O que produzir: No texto sobre a personalidade mórbida, reproduza o trecho que vai de "São, assim, duas" até "o equilíbrio perturbado.", inclusive, substituindo "sujeito" por "indivíduo".

Texto fornecido:
=======
São, assim, duas possibilidades de se entender o sujeito: ou nos rendemos a interpretação jacksoniana e consideramos que ele é feito de camadas e, quando a doença ataca o cérebro, uma dessas camadas é suprimida e a nova personalidade é o resultado da psique do sujeito menos a camada suprimida; ou extrapolamos esta interpretação para indicar que a camada suprimida não só foi subtraída da psique, mas gerou um tipo qualitativamente diferente, pois não existe desintegração pura na doença, pois há formação de condutas, a partir de um organismo que busca o equilíbrio perturbado.

Admitindo a segunda opção, a doença deixa de ser negatividade e passa a ser (também) positividade. “Então, não se trata mais de personalidades arcaicas; é preciso admitir a especificidade da personalidade mórbida; a estrutura patológica do psiquismo não é originária; é rigorosamente original”[8].
=======
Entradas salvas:
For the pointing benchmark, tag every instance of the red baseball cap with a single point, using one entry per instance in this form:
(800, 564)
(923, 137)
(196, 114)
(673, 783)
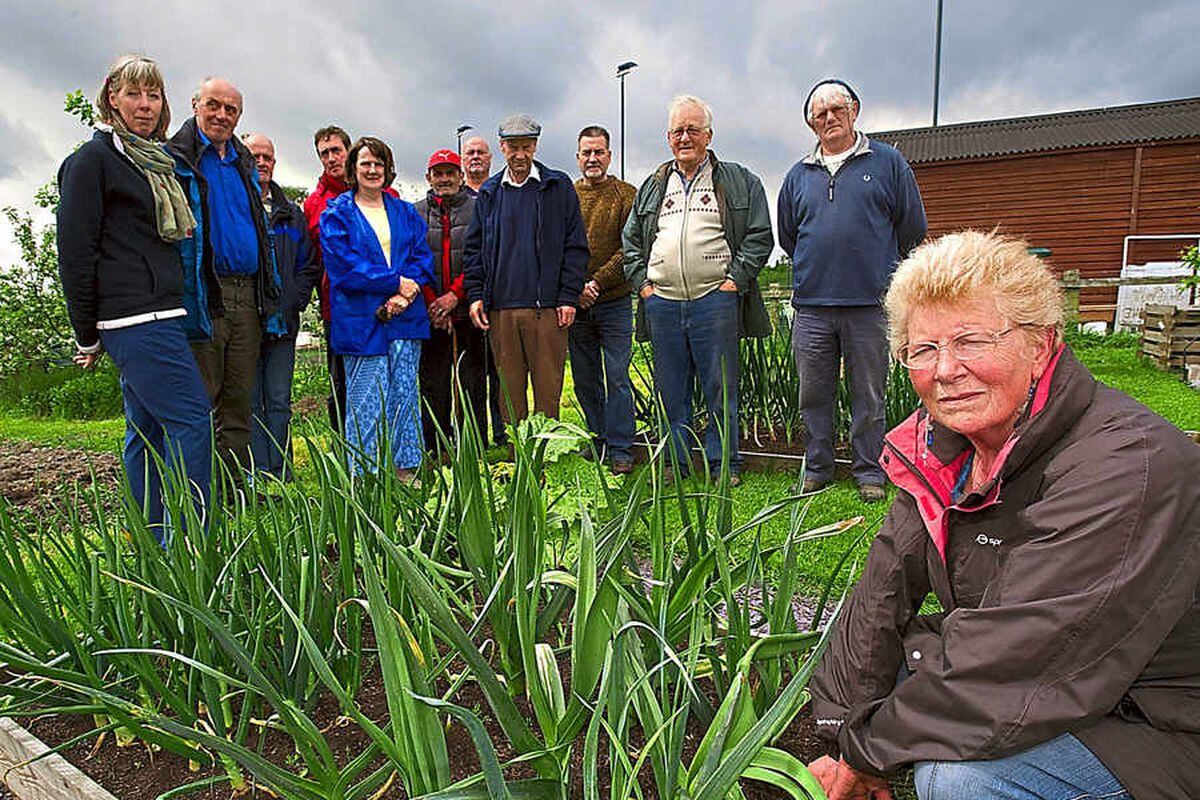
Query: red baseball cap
(444, 157)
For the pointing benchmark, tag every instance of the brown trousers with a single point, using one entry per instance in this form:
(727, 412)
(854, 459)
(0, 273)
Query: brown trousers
(228, 364)
(528, 343)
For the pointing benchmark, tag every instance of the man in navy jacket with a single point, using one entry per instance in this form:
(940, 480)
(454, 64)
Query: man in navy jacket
(270, 440)
(849, 212)
(523, 264)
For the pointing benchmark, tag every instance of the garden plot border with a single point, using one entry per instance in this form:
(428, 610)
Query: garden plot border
(52, 777)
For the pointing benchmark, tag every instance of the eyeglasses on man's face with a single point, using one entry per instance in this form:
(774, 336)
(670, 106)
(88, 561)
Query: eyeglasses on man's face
(676, 134)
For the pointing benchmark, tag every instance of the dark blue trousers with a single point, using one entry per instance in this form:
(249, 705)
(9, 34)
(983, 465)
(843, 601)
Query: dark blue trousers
(697, 338)
(167, 413)
(599, 343)
(825, 337)
(270, 437)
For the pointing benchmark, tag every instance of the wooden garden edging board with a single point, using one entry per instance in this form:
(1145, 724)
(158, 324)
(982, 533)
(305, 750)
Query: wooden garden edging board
(48, 779)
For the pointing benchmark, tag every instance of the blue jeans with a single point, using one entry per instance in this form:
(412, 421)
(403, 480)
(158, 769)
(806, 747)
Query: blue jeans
(822, 338)
(382, 394)
(167, 413)
(693, 338)
(1060, 769)
(599, 343)
(270, 441)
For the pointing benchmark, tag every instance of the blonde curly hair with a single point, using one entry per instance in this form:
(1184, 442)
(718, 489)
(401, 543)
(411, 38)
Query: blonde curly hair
(972, 265)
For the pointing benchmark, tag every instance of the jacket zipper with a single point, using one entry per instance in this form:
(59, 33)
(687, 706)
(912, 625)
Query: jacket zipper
(683, 230)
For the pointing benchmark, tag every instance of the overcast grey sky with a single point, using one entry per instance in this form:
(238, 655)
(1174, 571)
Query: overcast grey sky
(412, 72)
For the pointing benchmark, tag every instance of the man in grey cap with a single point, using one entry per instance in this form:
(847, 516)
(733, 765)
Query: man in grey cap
(523, 265)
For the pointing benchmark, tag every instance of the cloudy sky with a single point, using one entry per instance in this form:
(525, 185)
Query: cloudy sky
(412, 72)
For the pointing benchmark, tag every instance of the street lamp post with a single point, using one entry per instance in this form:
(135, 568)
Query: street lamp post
(622, 71)
(462, 128)
(937, 62)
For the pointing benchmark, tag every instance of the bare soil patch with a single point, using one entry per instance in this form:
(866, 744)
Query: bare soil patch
(39, 477)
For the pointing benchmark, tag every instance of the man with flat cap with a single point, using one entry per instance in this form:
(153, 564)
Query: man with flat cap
(523, 263)
(849, 212)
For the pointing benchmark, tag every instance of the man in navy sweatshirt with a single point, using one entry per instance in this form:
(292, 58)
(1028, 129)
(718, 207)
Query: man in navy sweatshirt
(523, 265)
(849, 212)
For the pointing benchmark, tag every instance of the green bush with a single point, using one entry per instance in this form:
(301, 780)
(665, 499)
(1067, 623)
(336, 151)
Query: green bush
(65, 392)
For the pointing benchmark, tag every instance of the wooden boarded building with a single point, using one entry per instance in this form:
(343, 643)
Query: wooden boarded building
(1075, 182)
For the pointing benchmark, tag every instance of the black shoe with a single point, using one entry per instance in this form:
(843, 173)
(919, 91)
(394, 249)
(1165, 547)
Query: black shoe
(871, 493)
(809, 486)
(622, 465)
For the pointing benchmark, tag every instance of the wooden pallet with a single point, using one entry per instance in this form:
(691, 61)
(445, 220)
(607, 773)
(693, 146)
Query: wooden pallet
(1170, 336)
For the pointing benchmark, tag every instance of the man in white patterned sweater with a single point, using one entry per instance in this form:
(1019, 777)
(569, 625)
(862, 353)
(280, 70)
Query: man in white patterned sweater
(694, 245)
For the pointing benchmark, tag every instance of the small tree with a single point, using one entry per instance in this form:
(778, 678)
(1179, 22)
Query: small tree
(34, 326)
(35, 330)
(1192, 258)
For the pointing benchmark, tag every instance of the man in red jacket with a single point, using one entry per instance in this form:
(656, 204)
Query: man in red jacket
(333, 143)
(453, 356)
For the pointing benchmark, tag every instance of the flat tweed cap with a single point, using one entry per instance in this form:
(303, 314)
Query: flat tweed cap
(520, 126)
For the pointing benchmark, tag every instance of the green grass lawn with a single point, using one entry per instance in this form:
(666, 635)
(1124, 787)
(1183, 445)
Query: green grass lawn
(577, 481)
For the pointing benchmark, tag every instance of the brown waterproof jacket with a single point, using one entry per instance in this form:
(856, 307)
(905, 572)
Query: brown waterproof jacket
(1071, 588)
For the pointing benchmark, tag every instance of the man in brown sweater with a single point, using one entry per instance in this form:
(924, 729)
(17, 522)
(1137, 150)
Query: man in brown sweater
(601, 337)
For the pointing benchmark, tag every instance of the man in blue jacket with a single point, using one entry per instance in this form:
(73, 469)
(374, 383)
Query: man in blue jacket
(270, 440)
(231, 283)
(523, 264)
(849, 212)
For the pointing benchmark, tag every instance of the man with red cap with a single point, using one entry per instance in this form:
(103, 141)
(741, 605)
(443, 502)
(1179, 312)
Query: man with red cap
(454, 342)
(331, 143)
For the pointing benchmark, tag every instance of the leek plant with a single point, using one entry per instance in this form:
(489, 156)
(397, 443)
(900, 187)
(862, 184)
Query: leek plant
(627, 624)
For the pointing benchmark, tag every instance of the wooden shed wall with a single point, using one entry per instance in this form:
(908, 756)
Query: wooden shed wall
(1078, 203)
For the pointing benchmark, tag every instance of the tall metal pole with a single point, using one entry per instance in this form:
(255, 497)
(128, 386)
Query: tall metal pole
(622, 71)
(937, 62)
(623, 127)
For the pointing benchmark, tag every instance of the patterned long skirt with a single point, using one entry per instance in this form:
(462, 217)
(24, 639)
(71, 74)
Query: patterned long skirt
(383, 398)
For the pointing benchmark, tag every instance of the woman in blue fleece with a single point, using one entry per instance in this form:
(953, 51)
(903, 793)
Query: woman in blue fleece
(377, 258)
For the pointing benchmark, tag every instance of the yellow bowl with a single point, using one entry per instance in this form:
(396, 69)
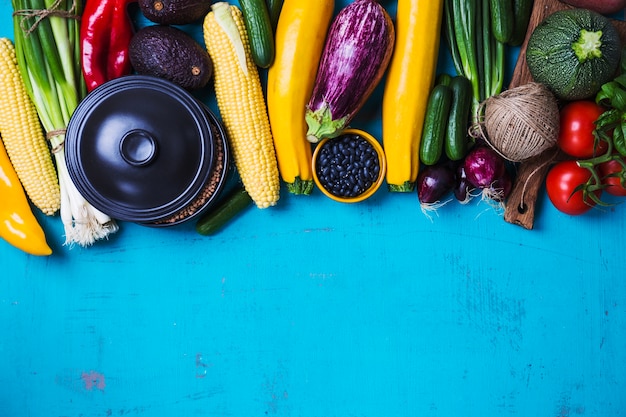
=======
Tarefa concluída:
São, assim, duas possibilidades de se entender o indivíduo: ou nos rendemos a interpretação jacksoniana e consideramos que ele é feito de camadas e, quando a doença ataca o cérebro, uma dessas camadas é suprimida e a nova personalidade é o resultado da psique do indivíduo menos a camada suprimida; ou extrapolamos esta interpretação para indicar que a camada suprimida não só foi subtraída da psique, mas gerou um tipo qualitativamente diferente, pois não existe desintegração pura na doença, pois há formação de condutas, a partir de um organismo que busca o equilíbrio perturbado.